(Dataset rows showing where objects appear)
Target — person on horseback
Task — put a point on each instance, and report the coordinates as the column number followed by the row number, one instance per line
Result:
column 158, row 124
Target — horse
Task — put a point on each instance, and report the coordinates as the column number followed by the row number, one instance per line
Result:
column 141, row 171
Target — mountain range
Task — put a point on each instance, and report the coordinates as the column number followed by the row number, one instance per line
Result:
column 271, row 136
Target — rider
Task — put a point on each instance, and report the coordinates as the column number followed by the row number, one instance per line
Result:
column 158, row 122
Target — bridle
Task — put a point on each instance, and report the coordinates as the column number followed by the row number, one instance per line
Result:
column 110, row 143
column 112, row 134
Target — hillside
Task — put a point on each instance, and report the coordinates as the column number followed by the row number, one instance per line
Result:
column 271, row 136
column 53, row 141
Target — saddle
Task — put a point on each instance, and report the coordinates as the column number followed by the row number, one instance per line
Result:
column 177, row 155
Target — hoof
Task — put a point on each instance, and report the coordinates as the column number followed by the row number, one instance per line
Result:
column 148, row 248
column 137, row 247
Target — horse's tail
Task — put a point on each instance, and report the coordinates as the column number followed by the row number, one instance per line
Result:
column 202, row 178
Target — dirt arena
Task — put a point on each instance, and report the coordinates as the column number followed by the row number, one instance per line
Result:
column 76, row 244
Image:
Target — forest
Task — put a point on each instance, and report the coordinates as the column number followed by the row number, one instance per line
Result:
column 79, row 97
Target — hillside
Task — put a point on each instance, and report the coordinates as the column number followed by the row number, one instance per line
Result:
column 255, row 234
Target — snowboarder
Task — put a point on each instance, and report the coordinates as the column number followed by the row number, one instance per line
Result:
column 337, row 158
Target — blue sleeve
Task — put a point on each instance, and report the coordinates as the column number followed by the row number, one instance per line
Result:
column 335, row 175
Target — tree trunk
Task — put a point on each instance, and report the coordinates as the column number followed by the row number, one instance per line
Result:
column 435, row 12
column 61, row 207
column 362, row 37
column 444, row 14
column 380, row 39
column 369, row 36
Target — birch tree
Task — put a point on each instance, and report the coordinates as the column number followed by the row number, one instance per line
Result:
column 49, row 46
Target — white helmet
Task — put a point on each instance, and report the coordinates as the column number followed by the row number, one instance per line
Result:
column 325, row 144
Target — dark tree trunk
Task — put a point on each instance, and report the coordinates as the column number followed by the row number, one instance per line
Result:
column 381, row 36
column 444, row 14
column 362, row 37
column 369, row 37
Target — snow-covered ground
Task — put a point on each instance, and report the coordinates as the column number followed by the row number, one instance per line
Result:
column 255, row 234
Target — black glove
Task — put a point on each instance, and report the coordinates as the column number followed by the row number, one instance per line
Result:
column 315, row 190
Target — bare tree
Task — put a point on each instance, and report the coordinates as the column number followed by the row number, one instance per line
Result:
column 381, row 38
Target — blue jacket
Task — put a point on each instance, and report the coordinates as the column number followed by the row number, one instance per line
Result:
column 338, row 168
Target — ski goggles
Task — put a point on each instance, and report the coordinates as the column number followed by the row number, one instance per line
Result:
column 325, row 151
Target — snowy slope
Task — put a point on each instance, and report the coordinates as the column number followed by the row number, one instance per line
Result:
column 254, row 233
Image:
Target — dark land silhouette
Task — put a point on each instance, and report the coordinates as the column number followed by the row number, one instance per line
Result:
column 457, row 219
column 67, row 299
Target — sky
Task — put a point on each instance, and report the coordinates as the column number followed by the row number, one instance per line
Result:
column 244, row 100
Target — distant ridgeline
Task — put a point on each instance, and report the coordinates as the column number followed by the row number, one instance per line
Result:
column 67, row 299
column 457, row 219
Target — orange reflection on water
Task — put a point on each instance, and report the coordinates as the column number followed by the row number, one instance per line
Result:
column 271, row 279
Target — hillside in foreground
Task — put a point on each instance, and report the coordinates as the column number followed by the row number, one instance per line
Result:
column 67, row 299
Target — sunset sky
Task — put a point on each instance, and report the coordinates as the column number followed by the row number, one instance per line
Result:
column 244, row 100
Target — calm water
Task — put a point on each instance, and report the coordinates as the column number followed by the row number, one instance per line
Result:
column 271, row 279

--- Your objective ---
Edit the lines above so that "Result" becomes "Output" everywhere it occurs, keeping everything else the same.

--- Result below ---
Target — person on horseback
Task — put a point on each instance, and report the coordinates as the column number followed by the row number, one instance per line
Output:
column 158, row 124
Target — horse
Task — put a point on each instance, and report the coordinates as the column number followed by the row number, one instance per line
Output:
column 141, row 171
Target — mountain range
Task — put a point on each instance, and report the coordinates as the column number followed by the row number, one instance per line
Output:
column 271, row 136
Target — rider
Task — put a point on each instance, and report the coordinates as the column number followed by the row number, one instance per line
Output:
column 158, row 122
Target — bridle
Task — put a point on each instance, and report the coordinates as the column number followed by the row number, one instance per line
Output:
column 110, row 143
column 112, row 134
Target — hillside
Task — put a point on each instance, and report the coordinates as the column number followed by the row number, one instance per line
Output:
column 271, row 136
column 53, row 141
Target — saddle
Task — put a point on each instance, and report the coordinates as the column number followed by the row number, one instance per line
Output:
column 177, row 155
Target — hoof
Task — put a point on each instance, and report the coordinates as the column number followed by the row number, one instance per line
Output:
column 148, row 248
column 137, row 247
Target — horse's tail
Task — put a point on each instance, and report the coordinates as the column number followed by the row number, one instance per line
Output:
column 202, row 178
Target — dirt arena
Task — put a point on each instance, and report the coordinates as the column number followed by the row number, one instance per line
Output:
column 76, row 244
Image:
Target — forest
Task — put a point on each instance, and report the coordinates as the column number followed by the row number, one instance per line
Output:
column 79, row 97
Target — hillside
Task — put a point on each instance, and report the coordinates as the column number followed by the row number, one instance per line
Output:
column 255, row 234
Target — snowboarder
Task — put a point on each instance, and report the coordinates as the column number followed by the row number, one instance per line
Output:
column 337, row 158
Target — blue sleeve
Task — put a point on each instance, and report the coordinates as the column number followed by the row number, one instance per line
Output:
column 335, row 175
Target — tree trunk
Task — put a point on each instance, and report the coordinates as the column number followed by the row number, one instance per line
Output:
column 435, row 12
column 61, row 207
column 362, row 37
column 444, row 14
column 380, row 39
column 369, row 36
Target — birch tree
Task — put a point on each instance, and report the coordinates as the column number followed by the row number, one instance per line
Output:
column 49, row 46
Target — white helmet
Task — put a point on each instance, and report the coordinates as the column number followed by the row number, one instance per line
Output:
column 325, row 144
Target — dark tree trunk
Task — put a point on each instance, and report the coordinates as the column number followed by the row number, one instance per line
Output:
column 381, row 36
column 444, row 14
column 362, row 37
column 369, row 37
Target — snow-covered ground
Task — put a point on each instance, and report the coordinates as the column number followed by the row number, one instance per line
Output:
column 255, row 234
Target — black glove
Task — put a point on each instance, and report the coordinates as the column number followed by the row number, one instance per line
Output:
column 315, row 190
Target — bare tree
Task — put a point on each instance, and report the coordinates as the column number followed by the row number, one instance per line
Output:
column 381, row 38
Target — blue jacket
Task — put a point on each instance, and report the coordinates as the column number followed by the row number, one instance per line
Output:
column 338, row 168
Target — ski goggles
Task — put a point on each instance, and report the coordinates as the column number followed by the row number, one instance per line
Output:
column 325, row 151
Target — snowy slope
Task — put a point on each instance, and report the coordinates as the column number followed by the row number, one instance per line
Output:
column 254, row 233
Image:
Target — dark land silhouette
Task — put a point on each instance, and report the coordinates as the column number followed by the row number, one instance per line
Output:
column 457, row 219
column 67, row 299
Target — sky
Task — put a point on each instance, and report the coordinates as the column number followed by the row number, one instance per line
Output:
column 244, row 100
Target — distant ridgeline
Task — put a point on each instance, and report the coordinates as the column number followed by the row number, one instance per line
Output:
column 67, row 299
column 457, row 219
Target — orange reflection on water
Task — put a point on each instance, and report the coordinates as the column number followed by the row number, one instance per line
Output:
column 271, row 279
Target — hillside in foreground
Task — put a point on each instance, and report the coordinates as the column number followed by the row number, one instance per line
Output:
column 67, row 299
Target — sunset sky
Task — put a point on each instance, and report the coordinates as the column number followed by the row number, one instance per line
Output:
column 244, row 100
Target — calm water
Task — put a point on each instance, and report the coordinates as the column number followed by the row number, one instance per line
Output:
column 271, row 279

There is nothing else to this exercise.